WRITTEN TASK: Can you copy the items below without any changes, from the line that contains "Check that every instance of the flower stalk" through the end of the items?

STORED ROWS:
══════

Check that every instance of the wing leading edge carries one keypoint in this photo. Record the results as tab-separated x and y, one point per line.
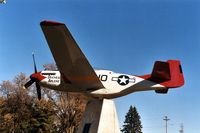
69	58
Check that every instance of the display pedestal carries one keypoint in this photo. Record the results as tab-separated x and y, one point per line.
100	116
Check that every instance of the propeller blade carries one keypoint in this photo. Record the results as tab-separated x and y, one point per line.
38	91
35	68
29	83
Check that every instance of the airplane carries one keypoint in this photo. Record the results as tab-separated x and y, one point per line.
3	1
77	75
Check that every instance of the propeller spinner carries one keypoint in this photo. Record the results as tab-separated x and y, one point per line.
35	77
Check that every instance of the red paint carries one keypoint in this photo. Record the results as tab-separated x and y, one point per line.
169	75
50	23
37	76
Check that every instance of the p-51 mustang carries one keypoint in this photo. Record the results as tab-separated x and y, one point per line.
77	75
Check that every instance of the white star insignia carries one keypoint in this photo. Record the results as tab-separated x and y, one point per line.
123	80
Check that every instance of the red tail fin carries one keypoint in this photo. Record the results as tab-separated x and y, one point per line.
168	73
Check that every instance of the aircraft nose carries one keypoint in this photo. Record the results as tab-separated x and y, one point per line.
37	76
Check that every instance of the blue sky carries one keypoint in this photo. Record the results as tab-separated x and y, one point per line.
124	36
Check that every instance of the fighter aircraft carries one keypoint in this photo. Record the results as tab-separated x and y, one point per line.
77	75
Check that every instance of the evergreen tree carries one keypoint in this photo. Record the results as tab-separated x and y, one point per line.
132	123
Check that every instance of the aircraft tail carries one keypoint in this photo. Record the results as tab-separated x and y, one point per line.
168	73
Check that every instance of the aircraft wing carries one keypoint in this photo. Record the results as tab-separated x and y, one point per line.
69	58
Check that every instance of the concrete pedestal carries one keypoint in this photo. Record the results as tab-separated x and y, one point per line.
100	116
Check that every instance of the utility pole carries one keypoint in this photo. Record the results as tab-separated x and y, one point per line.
166	119
181	131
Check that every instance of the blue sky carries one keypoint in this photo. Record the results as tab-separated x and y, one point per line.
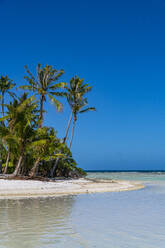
116	46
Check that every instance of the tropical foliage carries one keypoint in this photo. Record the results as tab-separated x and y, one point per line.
28	148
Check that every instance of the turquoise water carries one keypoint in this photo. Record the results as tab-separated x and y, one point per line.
130	219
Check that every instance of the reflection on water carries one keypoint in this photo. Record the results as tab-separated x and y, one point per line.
34	222
132	219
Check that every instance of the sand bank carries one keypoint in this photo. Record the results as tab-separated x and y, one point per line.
31	188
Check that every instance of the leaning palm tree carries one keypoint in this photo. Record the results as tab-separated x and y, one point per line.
78	107
75	92
6	86
45	85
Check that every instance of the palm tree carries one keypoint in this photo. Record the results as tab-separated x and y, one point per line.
44	147
5	87
45	85
21	118
75	92
78	108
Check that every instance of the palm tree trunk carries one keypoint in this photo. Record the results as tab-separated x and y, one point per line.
2	104
73	127
68	126
54	167
41	110
7	163
15	173
34	169
66	133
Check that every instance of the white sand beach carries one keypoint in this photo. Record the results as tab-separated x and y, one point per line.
34	188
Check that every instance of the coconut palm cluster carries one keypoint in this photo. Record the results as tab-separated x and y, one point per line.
27	147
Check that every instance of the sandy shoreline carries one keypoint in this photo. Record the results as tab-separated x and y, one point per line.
30	188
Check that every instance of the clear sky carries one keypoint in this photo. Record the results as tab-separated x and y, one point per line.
116	46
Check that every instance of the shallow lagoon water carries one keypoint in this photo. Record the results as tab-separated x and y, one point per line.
107	220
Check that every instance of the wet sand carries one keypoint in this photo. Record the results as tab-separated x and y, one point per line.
33	188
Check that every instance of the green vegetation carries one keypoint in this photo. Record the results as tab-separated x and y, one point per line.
27	147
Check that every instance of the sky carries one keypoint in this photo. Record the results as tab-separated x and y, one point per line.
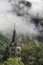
9	19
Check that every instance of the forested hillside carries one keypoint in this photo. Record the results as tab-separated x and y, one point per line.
31	51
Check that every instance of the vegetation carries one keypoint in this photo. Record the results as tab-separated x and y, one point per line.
31	54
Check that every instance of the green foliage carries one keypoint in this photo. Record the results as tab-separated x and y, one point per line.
32	55
13	61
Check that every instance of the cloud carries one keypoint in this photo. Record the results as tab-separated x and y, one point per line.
23	24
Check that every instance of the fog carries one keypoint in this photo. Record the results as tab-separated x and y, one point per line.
22	24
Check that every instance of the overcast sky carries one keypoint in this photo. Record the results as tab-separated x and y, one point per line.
8	19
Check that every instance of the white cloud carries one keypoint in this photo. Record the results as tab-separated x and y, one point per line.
7	19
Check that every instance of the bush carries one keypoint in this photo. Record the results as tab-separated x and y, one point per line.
13	61
32	55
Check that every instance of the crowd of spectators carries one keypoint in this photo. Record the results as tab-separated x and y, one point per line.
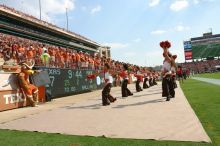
201	66
46	24
15	50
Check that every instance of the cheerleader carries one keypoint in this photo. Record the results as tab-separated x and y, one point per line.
145	85
124	89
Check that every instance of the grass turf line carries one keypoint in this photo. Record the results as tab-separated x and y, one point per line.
203	98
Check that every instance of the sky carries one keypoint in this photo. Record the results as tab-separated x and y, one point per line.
132	28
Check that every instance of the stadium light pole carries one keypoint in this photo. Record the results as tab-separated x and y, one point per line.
66	19
40	8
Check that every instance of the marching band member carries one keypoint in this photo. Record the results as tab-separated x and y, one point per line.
30	91
166	72
173	71
139	77
145	85
124	87
151	79
106	96
154	78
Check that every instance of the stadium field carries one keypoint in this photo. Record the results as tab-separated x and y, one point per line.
209	75
204	51
205	105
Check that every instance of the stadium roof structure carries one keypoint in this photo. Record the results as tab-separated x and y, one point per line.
66	38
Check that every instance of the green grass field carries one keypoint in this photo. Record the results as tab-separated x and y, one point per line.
206	106
209	75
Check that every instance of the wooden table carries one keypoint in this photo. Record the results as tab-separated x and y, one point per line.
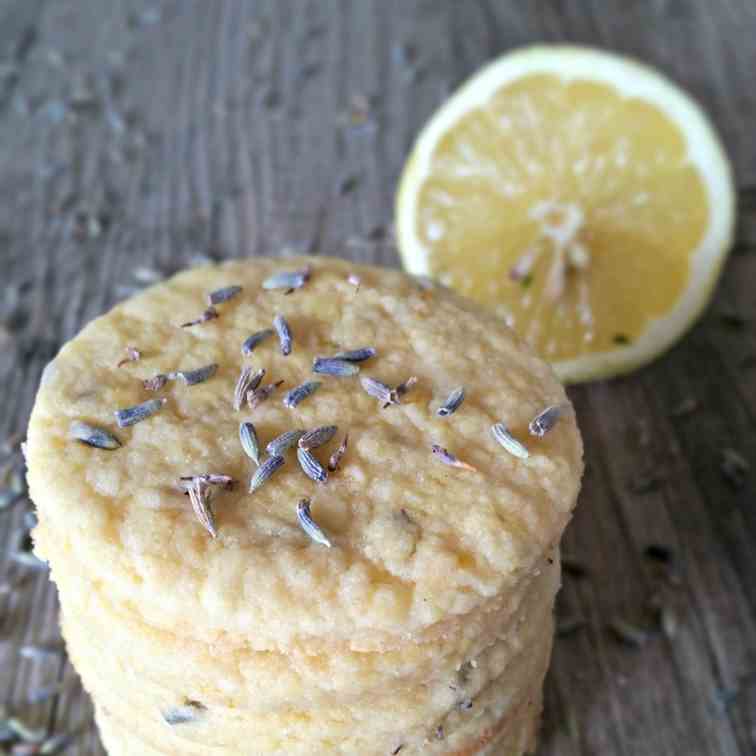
144	134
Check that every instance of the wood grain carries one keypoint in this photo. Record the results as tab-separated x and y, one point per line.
144	134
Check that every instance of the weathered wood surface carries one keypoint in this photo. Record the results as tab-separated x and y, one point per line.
142	133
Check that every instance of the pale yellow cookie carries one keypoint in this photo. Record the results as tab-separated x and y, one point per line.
432	548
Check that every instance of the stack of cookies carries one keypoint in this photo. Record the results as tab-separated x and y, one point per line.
262	552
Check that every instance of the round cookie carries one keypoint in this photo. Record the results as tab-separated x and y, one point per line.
434	549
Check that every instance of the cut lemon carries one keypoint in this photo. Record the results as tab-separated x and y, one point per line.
582	196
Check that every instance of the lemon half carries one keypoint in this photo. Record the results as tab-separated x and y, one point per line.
581	195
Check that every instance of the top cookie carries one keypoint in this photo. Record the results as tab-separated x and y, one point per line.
414	541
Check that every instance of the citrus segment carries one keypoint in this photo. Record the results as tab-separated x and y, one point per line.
581	196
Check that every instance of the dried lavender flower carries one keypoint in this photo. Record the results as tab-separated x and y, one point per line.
334	366
92	435
335	460
317	436
544	421
404	387
289	280
189	711
309	526
281	444
223	295
252	341
452	403
296	395
133	415
356	355
264	471
247	382
192	377
311	467
449	459
284	334
508	441
199	495
249	441
156	382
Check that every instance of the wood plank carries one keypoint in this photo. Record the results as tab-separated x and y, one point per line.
223	128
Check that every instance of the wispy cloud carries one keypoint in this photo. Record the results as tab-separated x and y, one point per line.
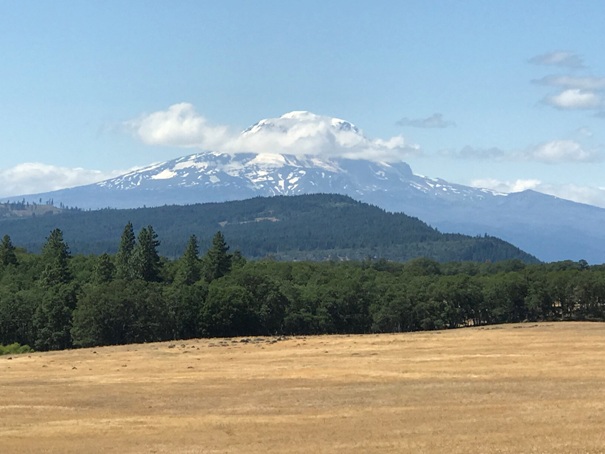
180	125
575	92
551	152
580	83
434	121
575	98
582	194
561	59
556	151
469	152
506	186
294	133
35	177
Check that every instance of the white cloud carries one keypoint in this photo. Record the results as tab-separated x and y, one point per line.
581	83
35	177
179	126
582	194
560	151
574	98
295	133
558	58
554	151
506	186
434	121
469	152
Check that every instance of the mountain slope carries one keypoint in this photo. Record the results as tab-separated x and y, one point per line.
548	227
313	227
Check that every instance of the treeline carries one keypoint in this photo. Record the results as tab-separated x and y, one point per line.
54	300
306	227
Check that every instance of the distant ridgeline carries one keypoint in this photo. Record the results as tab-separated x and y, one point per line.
23	209
305	227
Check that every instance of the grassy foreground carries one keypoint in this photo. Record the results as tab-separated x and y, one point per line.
501	389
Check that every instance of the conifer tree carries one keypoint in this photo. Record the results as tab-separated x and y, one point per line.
217	261
55	257
189	271
146	264
124	255
53	315
7	252
104	269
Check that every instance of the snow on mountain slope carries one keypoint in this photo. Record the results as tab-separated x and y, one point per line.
545	226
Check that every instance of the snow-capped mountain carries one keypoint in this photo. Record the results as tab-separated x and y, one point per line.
547	227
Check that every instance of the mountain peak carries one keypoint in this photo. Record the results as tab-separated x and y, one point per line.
303	123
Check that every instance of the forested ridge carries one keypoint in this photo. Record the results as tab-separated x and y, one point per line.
306	227
56	300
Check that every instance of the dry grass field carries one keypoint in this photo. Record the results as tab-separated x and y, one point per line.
529	388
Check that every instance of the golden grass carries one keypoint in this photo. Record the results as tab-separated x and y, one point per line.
537	388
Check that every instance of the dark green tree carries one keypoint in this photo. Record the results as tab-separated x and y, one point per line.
146	263
189	271
7	252
124	255
53	318
55	259
217	261
104	269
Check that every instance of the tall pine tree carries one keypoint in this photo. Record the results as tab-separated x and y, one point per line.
53	315
217	261
146	263
7	252
124	255
189	271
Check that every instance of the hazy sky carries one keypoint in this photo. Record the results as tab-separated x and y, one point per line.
502	94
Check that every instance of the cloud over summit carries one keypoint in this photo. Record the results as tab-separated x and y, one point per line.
296	133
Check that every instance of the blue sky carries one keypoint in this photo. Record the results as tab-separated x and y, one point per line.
502	94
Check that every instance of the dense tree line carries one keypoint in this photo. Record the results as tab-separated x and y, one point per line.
56	300
306	227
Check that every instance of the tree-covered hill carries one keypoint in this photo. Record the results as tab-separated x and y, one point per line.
306	227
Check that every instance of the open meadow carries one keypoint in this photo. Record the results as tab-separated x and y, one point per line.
536	388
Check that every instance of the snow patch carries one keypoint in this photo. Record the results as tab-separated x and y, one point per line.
164	175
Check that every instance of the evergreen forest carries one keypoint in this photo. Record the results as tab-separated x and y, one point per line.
305	227
55	299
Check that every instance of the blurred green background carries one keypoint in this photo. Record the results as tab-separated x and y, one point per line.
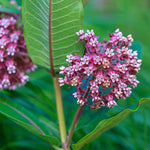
104	16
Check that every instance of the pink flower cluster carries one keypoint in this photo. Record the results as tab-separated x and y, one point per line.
108	67
14	59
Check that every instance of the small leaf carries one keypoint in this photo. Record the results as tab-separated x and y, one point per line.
106	124
50	28
27	120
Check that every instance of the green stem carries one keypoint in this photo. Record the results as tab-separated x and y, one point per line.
74	123
76	119
60	112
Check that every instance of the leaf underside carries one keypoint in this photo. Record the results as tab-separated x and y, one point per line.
27	120
66	18
105	125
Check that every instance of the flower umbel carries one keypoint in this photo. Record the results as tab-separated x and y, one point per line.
109	68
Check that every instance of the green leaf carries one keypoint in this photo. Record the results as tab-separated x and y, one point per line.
50	28
8	7
27	120
85	2
106	124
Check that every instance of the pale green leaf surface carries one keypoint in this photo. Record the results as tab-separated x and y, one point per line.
85	2
105	125
8	7
66	20
27	120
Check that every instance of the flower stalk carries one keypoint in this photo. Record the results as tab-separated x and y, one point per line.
60	112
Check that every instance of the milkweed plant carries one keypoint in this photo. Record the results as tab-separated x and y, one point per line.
102	71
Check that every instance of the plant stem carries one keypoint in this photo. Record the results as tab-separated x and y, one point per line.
75	121
60	112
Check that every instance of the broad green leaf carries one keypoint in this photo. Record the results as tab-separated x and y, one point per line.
106	124
50	28
8	7
27	120
85	2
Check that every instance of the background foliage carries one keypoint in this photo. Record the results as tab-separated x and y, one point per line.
104	17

══════

TASK OUTPUT:
Check that every instance of the flower stalk carries one keypoint in this photo. Record the results as tab-separated x and y, one point per line.
60	112
Check that every instance of the milkweed plant carries one keypoint in this photo. Record the results as tab-separated x and y, one point per line.
102	71
Check that every instance of the plant stem carries one keypoint in this photo. Record the results as tab-separated x and y, one point per line.
75	121
60	112
Check that every instance of the broad green leaf carries one keypoint in this photo. Record the results as tab-separated x and y, one point per line.
106	124
50	28
8	7
27	120
85	2
Check that every instance of the background foliage carries one keypoint in this photo. Record the results as tab-separated x and y, one point per line.
104	17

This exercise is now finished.